[Images for object localization]
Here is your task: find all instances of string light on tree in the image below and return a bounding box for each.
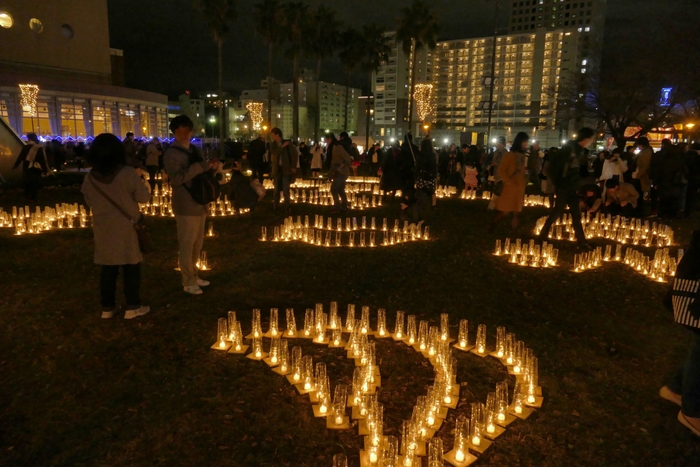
[19,84,40,117]
[246,102,264,130]
[413,84,434,123]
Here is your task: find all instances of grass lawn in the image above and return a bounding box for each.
[1,182,699,467]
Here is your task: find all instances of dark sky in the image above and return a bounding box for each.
[106,0,693,99]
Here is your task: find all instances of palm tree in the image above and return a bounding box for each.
[360,24,392,150]
[282,2,309,142]
[304,5,339,143]
[254,0,285,131]
[396,0,440,135]
[338,28,365,131]
[195,0,237,145]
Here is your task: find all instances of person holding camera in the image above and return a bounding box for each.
[599,148,628,183]
[164,115,218,295]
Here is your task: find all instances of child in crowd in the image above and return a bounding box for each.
[463,160,479,190]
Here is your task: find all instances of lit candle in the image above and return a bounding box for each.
[455,450,465,462]
[304,382,311,390]
[281,364,287,372]
[396,332,402,338]
[527,395,535,404]
[335,415,343,425]
[444,395,452,404]
[515,405,522,414]
[471,436,480,446]
[420,343,426,350]
[487,423,495,433]
[478,345,485,354]
[514,365,521,374]
[255,350,261,358]
[320,404,327,414]
[507,357,513,365]
[409,337,415,344]
[427,415,435,426]
[498,413,505,421]
[333,339,340,345]
[369,451,378,463]
[293,373,300,381]
[235,344,241,351]
[271,356,277,363]
[460,340,466,348]
[497,350,504,358]
[219,340,225,348]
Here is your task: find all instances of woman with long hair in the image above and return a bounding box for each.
[81,133,151,320]
[488,132,530,233]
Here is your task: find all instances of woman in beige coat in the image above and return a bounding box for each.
[81,134,151,320]
[488,132,529,233]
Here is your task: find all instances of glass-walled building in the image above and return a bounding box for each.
[0,0,168,140]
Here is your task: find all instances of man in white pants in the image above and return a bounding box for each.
[164,115,217,295]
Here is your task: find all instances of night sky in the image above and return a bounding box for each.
[106,0,694,99]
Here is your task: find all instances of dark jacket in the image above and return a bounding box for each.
[247,138,266,164]
[549,142,585,192]
[13,142,48,176]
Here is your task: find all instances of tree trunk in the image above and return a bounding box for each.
[267,43,273,131]
[365,72,372,151]
[218,38,225,147]
[315,57,322,143]
[293,51,300,142]
[344,69,350,130]
[408,40,418,136]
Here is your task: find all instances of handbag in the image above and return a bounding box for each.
[88,174,153,254]
[493,180,504,196]
[670,277,700,329]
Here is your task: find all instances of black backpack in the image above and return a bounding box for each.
[170,146,221,205]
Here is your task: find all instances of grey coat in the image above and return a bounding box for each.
[81,166,151,265]
[164,141,211,216]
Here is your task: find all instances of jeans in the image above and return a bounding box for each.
[100,264,140,311]
[539,189,586,244]
[274,173,291,209]
[331,174,348,209]
[175,213,207,287]
[669,331,700,418]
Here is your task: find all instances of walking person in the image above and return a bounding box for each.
[661,229,700,437]
[310,142,324,177]
[164,115,218,295]
[145,137,162,192]
[488,132,529,233]
[13,133,49,204]
[330,132,353,213]
[537,128,596,248]
[269,127,298,214]
[81,133,151,319]
[123,132,142,170]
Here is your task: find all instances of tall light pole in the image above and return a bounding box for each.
[209,115,217,138]
[485,0,500,154]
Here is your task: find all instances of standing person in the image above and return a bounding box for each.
[656,143,689,219]
[380,141,402,200]
[324,133,337,170]
[145,137,162,192]
[634,137,654,215]
[488,132,529,233]
[310,142,324,177]
[269,127,298,214]
[537,128,596,248]
[368,143,382,176]
[684,143,700,215]
[298,142,311,178]
[540,148,557,208]
[661,230,700,437]
[123,132,141,170]
[488,136,508,210]
[13,133,48,204]
[164,115,217,295]
[330,131,353,213]
[247,134,266,184]
[81,133,151,319]
[527,141,541,185]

▶ Assigned task: Write out the data word for word, with every picture dropped.

▶ Your solution:
Here is your task: find all instances of string light on tree in the image below and return a bounding box for each.
[19,84,40,117]
[246,102,264,130]
[413,84,434,123]
Here is your task: find all instances of grass lawn in the image above and return a bounding box for each.
[1,182,699,467]
Here is your task: find all instances of dark sky in the image above and return a bounding box for each.
[106,0,693,99]
Here is your task: find all instances of palm tree in the image above and return a bounding box for each.
[360,24,392,150]
[282,2,309,142]
[304,5,339,143]
[254,0,285,131]
[396,0,440,135]
[338,28,365,131]
[195,0,237,145]
Here is your task: find all instances of person holding camera in the image above and return a bounding box for each.
[599,148,628,183]
[164,115,218,295]
Here is your task: find all instances of child in crowd in the image above and return a bounding box for each.
[463,160,479,190]
Here is your task: find all instances of lit candle in the image above and return a bounding box for each.
[455,450,465,462]
[304,382,311,390]
[281,364,287,372]
[396,332,402,338]
[527,395,535,404]
[335,415,343,425]
[444,395,452,404]
[515,405,522,414]
[471,436,480,446]
[420,343,426,350]
[487,423,495,433]
[478,345,485,354]
[514,365,521,374]
[255,350,261,358]
[320,404,327,414]
[507,357,513,365]
[409,337,415,344]
[427,415,435,426]
[498,413,505,421]
[333,339,340,345]
[369,451,378,463]
[293,373,300,381]
[235,344,241,351]
[271,356,277,363]
[460,340,466,348]
[497,350,504,358]
[219,340,225,348]
Here is your task: find all instances of woman with long hair in the image above and return a bounding box for each.
[81,133,151,320]
[488,132,530,233]
Here is your task: find all instances of woman in beige coat in the image above and return a bounding box for each.
[81,134,151,320]
[488,132,529,233]
Here is your task: find all instances of glass-walled building in the image above and return a bounding box for each.
[0,0,168,140]
Here is your task: find all instances of man in white pants in the image above and return a bounding box for each.
[164,115,217,295]
Here is your task: find all instances of night sky in the image above and return a bounding box for each.
[106,0,694,99]
Here is your task: find all instances of dark jacket in the image above and return a bounding box for each.
[247,138,266,164]
[549,142,585,192]
[13,142,48,176]
Here is your task: find all instances of tree trunk in the image above and return a bounding box for each.
[267,43,273,131]
[365,72,372,151]
[218,38,225,147]
[315,57,322,143]
[293,51,300,142]
[344,69,350,130]
[408,40,418,136]
Here is your task: find all instances of handbag in the image above and return a bounding box for each.
[88,174,153,254]
[493,180,504,196]
[670,277,700,329]
Here is your task: find all instances of black backpack in the image above and return a bounding box for each.
[170,146,221,205]
Here is your task: find all instances of grey coat in the image above and return a bounding box for each.
[81,166,151,265]
[164,141,211,216]
Here is your task: find all instances of jeans in the image above and return a bounding box for each.
[100,264,140,311]
[539,189,586,244]
[274,173,291,209]
[331,174,348,209]
[175,213,207,287]
[669,331,700,418]
Here is your task: find all instances of walking person in the image above and return a bounding box for each.
[661,229,700,437]
[310,142,324,177]
[164,115,218,295]
[145,137,162,192]
[488,132,529,233]
[13,133,49,204]
[330,132,353,213]
[537,128,596,248]
[269,127,298,214]
[81,133,151,319]
[123,132,142,170]
Here is your task: find all instances of tall light pole in the image above and return a bounding box for each.
[209,115,217,138]
[485,0,500,154]
Here is your task: find all instances of standing person in the image above and return a bounding box for each.
[656,143,689,219]
[380,141,402,200]
[324,133,337,170]
[145,137,162,192]
[634,137,654,215]
[488,132,529,233]
[310,142,324,177]
[269,127,298,214]
[537,128,596,248]
[368,143,382,176]
[684,143,700,215]
[298,142,311,178]
[540,148,557,208]
[661,230,700,437]
[123,132,141,170]
[488,136,508,210]
[13,133,48,204]
[164,115,217,295]
[330,131,353,213]
[247,134,266,184]
[81,133,151,319]
[527,141,541,185]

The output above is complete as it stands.